— Extract —
::::::::::
Sports at this level is a business. Even supposedly amateur events like the Olympics have not truly been so for decades, and the widespread support of athletes by governments to achieve a political purpose means all those Communist athletes were professionals at least as mercenary as Westerners supported by endorsement contracts. We don't usually try to control what adults do in pursuit of their livelihoods -- there's always a competitive arms race of technique and artifice to achieve at maximum levels. We assume they will balance risks and advantages, and if they do it badly, it's their problem.
So I agree with you -- I don't care much, I don't think governments should establish any policy on these things because, like religion, sports is an atavism that should be beneath state attention. Those Senate hearings about steroids in baseball? Fooey.
Underlying this is a meme suggesting that natural is best and that government should be used to prevent "unnatural" methods of living better and dying later. Leon Kass of the President's Council on Bioethics, who is the intellectual source of the President's foul policy on embryonic stem cell research, believes science and technology must be limited to remove the freedom of human beings to use it to better or extend their lives, and that liberla democracy must be controlled by a guiding cabal of the wiser to ensure that liberties in the biological sphere are limited. So be aware that these battles are in part an attempt to harness the population's interest in sports to haul a Trojan Horse of authoritarian bullshit into law.
::::::::::
— Dataset content —
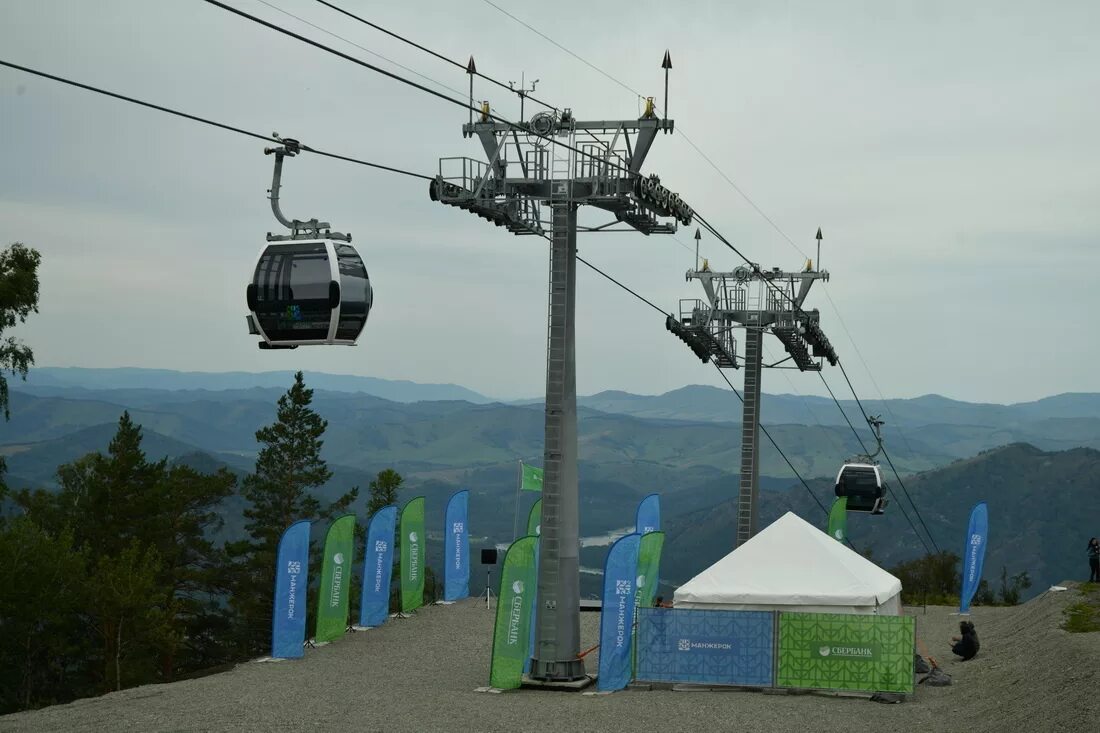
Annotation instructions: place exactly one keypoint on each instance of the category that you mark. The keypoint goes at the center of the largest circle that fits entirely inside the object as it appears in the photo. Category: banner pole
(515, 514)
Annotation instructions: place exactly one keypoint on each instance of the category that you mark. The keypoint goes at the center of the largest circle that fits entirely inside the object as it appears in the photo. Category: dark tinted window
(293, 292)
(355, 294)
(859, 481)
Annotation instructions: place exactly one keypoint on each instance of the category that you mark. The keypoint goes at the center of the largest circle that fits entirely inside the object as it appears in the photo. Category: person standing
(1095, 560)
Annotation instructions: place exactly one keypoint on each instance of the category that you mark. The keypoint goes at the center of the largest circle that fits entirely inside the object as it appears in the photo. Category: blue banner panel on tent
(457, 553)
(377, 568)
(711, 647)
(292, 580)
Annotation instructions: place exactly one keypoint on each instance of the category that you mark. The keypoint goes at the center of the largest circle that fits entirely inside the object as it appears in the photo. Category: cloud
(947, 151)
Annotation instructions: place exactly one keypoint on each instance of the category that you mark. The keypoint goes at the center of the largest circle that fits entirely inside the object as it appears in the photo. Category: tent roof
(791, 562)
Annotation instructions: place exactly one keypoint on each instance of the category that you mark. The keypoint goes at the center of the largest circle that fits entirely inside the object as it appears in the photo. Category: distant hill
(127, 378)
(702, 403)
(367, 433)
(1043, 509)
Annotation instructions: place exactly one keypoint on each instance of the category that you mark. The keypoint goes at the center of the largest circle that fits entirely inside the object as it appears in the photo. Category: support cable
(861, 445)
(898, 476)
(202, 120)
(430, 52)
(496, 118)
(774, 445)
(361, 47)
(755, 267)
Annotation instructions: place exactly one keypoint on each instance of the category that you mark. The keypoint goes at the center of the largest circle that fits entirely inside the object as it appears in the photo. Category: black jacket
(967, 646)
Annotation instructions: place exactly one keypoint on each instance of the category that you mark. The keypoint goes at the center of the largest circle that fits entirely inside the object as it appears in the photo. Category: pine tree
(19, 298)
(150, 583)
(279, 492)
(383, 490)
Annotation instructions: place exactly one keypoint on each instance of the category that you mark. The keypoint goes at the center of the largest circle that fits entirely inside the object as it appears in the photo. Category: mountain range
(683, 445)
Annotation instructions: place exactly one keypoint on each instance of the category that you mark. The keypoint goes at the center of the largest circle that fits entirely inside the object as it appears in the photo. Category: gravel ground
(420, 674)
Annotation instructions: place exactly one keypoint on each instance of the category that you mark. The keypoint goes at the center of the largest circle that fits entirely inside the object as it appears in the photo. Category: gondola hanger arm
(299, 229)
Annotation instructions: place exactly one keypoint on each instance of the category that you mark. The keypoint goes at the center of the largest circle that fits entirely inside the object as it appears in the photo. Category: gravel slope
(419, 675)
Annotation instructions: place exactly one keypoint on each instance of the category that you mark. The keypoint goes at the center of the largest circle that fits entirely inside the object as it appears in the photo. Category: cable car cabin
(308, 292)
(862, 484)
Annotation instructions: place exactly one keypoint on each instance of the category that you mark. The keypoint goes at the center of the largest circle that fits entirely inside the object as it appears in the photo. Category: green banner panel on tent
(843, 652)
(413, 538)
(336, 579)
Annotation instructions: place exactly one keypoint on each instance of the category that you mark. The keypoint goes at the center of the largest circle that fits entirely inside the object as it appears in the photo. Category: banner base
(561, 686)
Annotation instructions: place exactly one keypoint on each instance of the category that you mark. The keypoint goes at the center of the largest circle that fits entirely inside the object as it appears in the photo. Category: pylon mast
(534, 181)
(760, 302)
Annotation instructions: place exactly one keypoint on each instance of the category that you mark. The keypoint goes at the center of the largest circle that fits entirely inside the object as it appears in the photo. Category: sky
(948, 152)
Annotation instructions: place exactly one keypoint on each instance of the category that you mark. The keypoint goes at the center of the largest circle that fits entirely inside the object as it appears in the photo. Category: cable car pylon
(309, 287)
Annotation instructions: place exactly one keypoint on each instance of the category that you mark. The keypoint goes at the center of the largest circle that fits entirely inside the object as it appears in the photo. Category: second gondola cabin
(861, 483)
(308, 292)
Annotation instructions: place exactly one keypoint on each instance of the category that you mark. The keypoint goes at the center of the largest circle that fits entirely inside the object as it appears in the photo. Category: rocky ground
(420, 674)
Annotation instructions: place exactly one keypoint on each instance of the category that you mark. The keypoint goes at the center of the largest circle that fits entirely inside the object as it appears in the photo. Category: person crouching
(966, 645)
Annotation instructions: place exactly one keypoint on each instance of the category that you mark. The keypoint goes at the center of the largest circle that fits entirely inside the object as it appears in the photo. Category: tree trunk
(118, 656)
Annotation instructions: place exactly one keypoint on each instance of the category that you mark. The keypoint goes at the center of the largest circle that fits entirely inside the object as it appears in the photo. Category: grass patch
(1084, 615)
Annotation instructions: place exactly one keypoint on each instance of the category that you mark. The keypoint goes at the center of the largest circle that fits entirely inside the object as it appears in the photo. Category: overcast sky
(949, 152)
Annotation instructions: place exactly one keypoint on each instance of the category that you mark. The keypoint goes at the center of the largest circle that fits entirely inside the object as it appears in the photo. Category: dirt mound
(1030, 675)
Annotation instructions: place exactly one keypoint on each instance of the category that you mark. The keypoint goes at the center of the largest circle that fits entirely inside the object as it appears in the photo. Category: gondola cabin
::::::::::
— What is required —
Answer these questions from the text on sports and government policy.
(a) Which athletes does the text call professionals at least as mercenary as Westerners supported by endorsement contracts?
(b) To what does the text compare sports when it says sports should be beneath state attention?
(c) Of what body is Leon Kass named as a member?

— Task result —
(a) Communist athletes supported by their governments.
(b) Religion.
(c) The President's Council on Bioethics.